Instructions for the task
Among the lines below, take the one holding "of the short", the one holding "man's black t-shirt", and all lines between them. Set them down exactly.

Excerpted data
+---+

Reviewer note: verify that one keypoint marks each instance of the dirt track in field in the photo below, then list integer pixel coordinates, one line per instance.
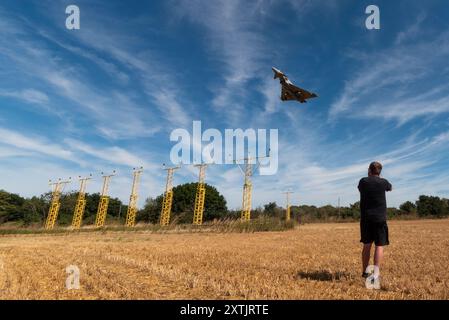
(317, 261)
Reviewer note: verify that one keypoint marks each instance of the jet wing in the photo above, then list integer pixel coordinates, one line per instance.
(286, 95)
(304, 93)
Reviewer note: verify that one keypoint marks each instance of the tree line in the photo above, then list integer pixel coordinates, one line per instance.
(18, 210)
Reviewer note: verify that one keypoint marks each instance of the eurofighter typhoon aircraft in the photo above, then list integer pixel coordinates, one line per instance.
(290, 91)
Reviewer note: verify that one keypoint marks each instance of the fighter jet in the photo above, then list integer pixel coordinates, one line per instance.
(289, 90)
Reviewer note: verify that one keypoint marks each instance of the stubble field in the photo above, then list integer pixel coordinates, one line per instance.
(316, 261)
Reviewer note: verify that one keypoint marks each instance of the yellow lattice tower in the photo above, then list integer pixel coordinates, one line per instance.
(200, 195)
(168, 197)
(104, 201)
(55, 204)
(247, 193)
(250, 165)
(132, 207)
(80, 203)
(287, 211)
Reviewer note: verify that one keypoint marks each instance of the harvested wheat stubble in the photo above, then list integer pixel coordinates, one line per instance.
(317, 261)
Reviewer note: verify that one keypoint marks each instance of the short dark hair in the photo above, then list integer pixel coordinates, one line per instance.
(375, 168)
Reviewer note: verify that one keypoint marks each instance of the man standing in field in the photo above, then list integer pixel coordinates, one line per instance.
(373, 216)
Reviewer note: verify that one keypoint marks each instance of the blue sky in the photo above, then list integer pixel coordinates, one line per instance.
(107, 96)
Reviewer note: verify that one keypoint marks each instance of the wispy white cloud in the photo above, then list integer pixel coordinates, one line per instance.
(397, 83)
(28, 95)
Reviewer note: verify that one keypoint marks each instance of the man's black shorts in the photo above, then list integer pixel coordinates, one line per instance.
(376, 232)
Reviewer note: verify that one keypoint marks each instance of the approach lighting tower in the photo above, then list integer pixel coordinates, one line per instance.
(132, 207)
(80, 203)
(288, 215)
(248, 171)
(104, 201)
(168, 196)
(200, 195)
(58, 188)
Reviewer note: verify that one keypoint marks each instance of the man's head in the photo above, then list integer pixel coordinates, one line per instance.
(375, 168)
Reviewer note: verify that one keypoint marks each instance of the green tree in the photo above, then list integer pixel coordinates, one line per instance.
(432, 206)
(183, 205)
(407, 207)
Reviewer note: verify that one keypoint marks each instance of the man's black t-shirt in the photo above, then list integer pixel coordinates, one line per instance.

+---+

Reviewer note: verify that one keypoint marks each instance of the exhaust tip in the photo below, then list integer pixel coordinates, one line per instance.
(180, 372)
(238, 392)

+---+

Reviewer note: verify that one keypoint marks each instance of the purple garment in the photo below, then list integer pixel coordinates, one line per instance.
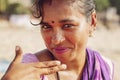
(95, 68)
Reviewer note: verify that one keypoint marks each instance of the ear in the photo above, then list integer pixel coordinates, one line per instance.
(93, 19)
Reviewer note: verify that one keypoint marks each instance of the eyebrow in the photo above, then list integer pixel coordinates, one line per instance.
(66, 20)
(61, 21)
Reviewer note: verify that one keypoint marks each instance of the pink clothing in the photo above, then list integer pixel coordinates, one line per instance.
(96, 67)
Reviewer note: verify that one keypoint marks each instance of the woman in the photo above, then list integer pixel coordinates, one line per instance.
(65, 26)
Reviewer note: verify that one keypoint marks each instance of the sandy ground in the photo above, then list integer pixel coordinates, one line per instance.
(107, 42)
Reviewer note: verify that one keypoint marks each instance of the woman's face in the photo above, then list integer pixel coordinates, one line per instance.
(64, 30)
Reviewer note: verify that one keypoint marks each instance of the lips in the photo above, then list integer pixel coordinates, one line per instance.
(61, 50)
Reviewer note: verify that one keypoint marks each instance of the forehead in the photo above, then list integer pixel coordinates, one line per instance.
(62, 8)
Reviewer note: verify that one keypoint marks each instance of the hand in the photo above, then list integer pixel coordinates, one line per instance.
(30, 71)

+---+

Answer to the exercise
Reviewer note: verify that one keypoint marks each instance of the short dark hair in the photo above, then list integer pixel coordinates, one line per instance.
(375, 168)
Reviewer note: verify that one keypoint marks each instance of the man standing in field in the photo above, then list integer pixel coordinates, one line per instance.
(373, 216)
Reviewer note: verify that one keypoint marks each instance of the blue sky in the photo above, then list integer pixel coordinates, one line per instance.
(107, 96)
Reviewer note: verify that one keypoint marks each instance of the wispy white cloud in the photo above, then list integer pixel coordinates, one line per instance.
(397, 83)
(28, 95)
Reviewer note: verify that one keypoint marks each instance of the man's black shorts in the photo above, then list integer pixel coordinates, one line per instance.
(376, 232)
Reviewer note: verify that one keypoint marks each instance of the approach lighting tower in the photo above, then list integer pixel coordinates, one line per instance.
(132, 207)
(80, 203)
(288, 215)
(248, 171)
(104, 201)
(168, 196)
(200, 195)
(58, 188)
Reviewer note: verify that one keypoint marks each instance of the man's head in the photo above, then list integer pixel coordinates, one line per instance.
(375, 168)
Reviewer note: verify that one keypoint marks each instance of the green tree in the photo above, then list integer pixel coordinates, one line per instance.
(432, 206)
(183, 205)
(407, 207)
Reviewer note: verify that one keypoint marks each instance of the man's black t-shirt in the photo above, then list integer pixel coordinates, one line per instance.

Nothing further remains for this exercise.